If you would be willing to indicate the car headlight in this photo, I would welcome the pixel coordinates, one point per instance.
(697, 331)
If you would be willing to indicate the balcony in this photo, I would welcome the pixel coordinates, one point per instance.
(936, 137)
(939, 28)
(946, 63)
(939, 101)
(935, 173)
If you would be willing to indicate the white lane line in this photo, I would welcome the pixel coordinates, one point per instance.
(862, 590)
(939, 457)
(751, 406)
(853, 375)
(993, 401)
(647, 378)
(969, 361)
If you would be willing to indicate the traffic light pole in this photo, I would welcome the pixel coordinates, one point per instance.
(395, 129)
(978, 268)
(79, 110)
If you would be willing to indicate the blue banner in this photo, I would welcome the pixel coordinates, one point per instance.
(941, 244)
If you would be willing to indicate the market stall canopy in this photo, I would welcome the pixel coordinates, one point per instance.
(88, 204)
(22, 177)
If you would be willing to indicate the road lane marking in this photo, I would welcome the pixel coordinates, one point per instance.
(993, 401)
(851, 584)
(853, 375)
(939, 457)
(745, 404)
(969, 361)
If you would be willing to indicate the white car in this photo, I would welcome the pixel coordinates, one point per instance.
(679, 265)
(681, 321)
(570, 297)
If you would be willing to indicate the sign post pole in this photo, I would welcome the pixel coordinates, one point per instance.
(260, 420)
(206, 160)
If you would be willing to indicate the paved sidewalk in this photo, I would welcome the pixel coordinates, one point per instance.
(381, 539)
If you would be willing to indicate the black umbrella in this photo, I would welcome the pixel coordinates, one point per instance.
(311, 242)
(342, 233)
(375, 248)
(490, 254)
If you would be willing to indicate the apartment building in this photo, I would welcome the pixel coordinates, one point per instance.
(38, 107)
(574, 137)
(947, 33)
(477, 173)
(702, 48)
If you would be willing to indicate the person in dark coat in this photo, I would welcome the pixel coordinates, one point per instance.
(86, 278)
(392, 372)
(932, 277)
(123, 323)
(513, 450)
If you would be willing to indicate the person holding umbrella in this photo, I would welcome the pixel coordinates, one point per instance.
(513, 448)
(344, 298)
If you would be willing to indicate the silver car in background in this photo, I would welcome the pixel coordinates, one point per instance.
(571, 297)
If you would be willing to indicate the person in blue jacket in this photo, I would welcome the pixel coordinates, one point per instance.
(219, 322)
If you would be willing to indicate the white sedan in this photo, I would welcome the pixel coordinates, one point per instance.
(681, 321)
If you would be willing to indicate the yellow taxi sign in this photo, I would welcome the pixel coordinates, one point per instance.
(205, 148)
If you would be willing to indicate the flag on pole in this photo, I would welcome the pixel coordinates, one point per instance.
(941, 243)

YOUR INSTRUCTIONS :: Each record needs to be given again exactly.

FINAL ANSWER ::
If you would be willing to indicate the car headlight in this photo, I would welcome the pixel coordinates, one point per instance.
(697, 331)
If you would be willing to indicate the balcony in this photo, I would welcome the pixel coordinates, one point per instance.
(936, 137)
(939, 28)
(946, 63)
(939, 101)
(935, 173)
If you would be willing to indicate the white lane line in this photo, I would welcome the pixel coordinates, one point per instance.
(862, 590)
(939, 457)
(751, 406)
(853, 375)
(993, 401)
(647, 378)
(969, 361)
If you would be willing to indicate the traffic light pole in this photo, I would welcome the pixel coordinates, one point per instance.
(395, 129)
(978, 268)
(79, 110)
If you would be willing to indicate the blue banner in this photo, I would welcome the pixel coordinates, one point per instance.
(941, 244)
If you would be willing to indicate the market stall canopy in this photo, I would welcome the pixel coordinates, one point per instance.
(88, 204)
(22, 177)
If you would be willing to indicate the road lane marking in this photo, I would welcome the pixel coordinates, one point per instance.
(993, 401)
(851, 584)
(853, 375)
(939, 457)
(745, 404)
(969, 361)
If you would be willing to indicate the white car in this photo, I would welcome the pixel coordinates, one point per instance.
(679, 265)
(681, 321)
(570, 297)
If you would be willing to indicate the sign post pole in this photo, I would welcome the pixel coordinates, one point per instance.
(260, 420)
(206, 160)
If you would be willing to indicate the paved sidewalk in this photo, I would welcome the pixel coordinates, one point per instance.
(381, 539)
If you would be willing to indicate the black umbrella in this photo, I would welcome the pixel coordinates, one point per instance.
(311, 242)
(342, 233)
(375, 248)
(490, 254)
If you would be willing to indicate the apartment building in this photo, I would welcome the pixel coordinates, one point per instance.
(38, 107)
(574, 137)
(947, 33)
(477, 173)
(702, 48)
If you would be willing to indicate the person in dark coat in this photo, I would welcome the pixel coordinates, one point per instance.
(86, 278)
(392, 372)
(932, 277)
(123, 323)
(513, 450)
If you would be willing to indicate the person holding umbrella in this photo, I would welcome the pixel coordinates, one point per instance.
(513, 448)
(344, 298)
If you would be willing to indicate the silver car in background in this photo, I would welcome the pixel coordinates, one point per instance.
(571, 297)
If you would be willing to indicate the person in blue jacket in this photo, I would welcome the pixel coordinates, one point per instance.
(219, 322)
If you would be willing to indicate the white sedan in this photo, I would welcome the pixel coordinates, one point per instance.
(681, 321)
If you would be willing to indicate the yellow taxi sign in this photo, I would welcome the pixel coordinates, one point per instance.
(205, 148)
If you would be willing to indicate the flag on pole in this photo, I would welcome the pixel coordinates, one point per instance.
(941, 243)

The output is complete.